▶ Input records
++++++++++++++++++++

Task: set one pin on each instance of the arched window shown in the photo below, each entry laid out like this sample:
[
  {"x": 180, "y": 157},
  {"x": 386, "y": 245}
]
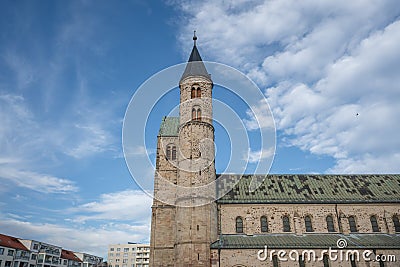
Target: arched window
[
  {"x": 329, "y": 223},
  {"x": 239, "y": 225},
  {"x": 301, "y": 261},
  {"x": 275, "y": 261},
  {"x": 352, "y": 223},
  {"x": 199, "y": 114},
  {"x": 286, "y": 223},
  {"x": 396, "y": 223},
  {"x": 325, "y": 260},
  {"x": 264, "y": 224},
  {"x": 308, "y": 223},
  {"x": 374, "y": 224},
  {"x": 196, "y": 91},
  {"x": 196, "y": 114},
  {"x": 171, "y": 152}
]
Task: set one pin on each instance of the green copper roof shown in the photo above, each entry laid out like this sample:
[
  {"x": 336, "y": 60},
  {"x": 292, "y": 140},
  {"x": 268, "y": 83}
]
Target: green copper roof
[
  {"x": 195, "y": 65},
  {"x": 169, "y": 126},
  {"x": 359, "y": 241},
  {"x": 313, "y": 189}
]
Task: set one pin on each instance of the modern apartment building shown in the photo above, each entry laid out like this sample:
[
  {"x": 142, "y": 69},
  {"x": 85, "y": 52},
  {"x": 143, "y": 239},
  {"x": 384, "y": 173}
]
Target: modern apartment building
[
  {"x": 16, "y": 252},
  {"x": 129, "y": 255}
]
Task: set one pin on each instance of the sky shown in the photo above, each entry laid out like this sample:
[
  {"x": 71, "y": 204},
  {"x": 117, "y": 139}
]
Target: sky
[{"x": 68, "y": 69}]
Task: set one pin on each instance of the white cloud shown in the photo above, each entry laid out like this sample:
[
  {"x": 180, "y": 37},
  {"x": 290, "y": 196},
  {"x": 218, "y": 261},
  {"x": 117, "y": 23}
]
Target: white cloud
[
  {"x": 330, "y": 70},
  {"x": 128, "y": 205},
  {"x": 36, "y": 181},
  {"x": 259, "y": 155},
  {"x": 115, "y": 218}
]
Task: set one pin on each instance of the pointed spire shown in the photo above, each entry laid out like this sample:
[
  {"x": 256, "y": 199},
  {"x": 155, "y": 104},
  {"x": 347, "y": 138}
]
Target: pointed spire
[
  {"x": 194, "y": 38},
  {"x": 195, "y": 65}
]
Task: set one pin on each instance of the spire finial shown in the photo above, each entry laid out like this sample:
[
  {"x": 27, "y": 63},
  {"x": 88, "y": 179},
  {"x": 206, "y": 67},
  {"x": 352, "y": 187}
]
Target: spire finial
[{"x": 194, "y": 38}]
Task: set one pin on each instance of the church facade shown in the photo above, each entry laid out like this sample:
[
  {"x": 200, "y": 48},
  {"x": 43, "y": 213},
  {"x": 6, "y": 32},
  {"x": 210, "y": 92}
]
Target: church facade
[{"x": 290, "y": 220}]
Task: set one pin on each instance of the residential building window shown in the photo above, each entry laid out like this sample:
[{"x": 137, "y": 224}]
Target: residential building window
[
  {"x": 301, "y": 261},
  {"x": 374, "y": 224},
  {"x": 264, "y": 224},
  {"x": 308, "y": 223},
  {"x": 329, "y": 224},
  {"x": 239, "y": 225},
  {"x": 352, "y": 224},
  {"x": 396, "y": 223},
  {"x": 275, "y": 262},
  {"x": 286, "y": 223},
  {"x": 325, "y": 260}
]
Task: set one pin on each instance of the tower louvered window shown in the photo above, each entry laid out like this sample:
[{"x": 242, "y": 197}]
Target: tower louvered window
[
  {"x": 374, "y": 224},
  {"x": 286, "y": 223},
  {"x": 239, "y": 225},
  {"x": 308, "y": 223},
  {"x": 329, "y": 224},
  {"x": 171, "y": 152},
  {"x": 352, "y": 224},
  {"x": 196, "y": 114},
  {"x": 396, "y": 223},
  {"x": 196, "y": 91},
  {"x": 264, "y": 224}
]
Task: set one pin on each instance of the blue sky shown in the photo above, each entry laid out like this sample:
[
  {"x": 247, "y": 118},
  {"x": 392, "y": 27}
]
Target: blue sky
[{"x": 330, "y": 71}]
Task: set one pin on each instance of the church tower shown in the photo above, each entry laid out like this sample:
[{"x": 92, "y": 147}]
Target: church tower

++++++++++++++++++++

▶ Aim of the task
Wherever the word "laid" occurs in a line of the listing, copy that line.

▶ Result for this exercise
Task: set one pin on each instance of the arched window shown in the photo below, each entry laid out like this sample:
Task: set one pin on each instance of the green copper roof shown in the photo above, each entry laid out like this sample:
Task: set one pin on each instance of the modern apartment building shown in the photo above, each entry laid out like this sample:
Task: set one pin on each instance of the sky shown in the photo above, each entry laid out like this sample:
Task: set one pin on each instance of the white cloud shown in the photo above, each entry laid out like this sample:
Task: set one pin on each instance of the pointed spire shown in the photo above, each entry laid out like this sample:
Task: set one pin on each instance of the spire finial shown in the photo above, each entry laid out like this sample:
Task: set one pin on each instance of the church facade shown in the photo above, each entry laid out like this sample:
Task: set one pin on each instance of the residential building window shown in the photo above, each entry laid out like this sample:
Task: set one pin on each instance of the tower louvered window shown in the photo above, each entry laid out like this sample:
Task: set one pin on each instance of the blue sky shown in the photo above, each entry laid out like this sample:
Task: set one pin on each instance of the church tower shown in the photo above, each entry laid out like this sample:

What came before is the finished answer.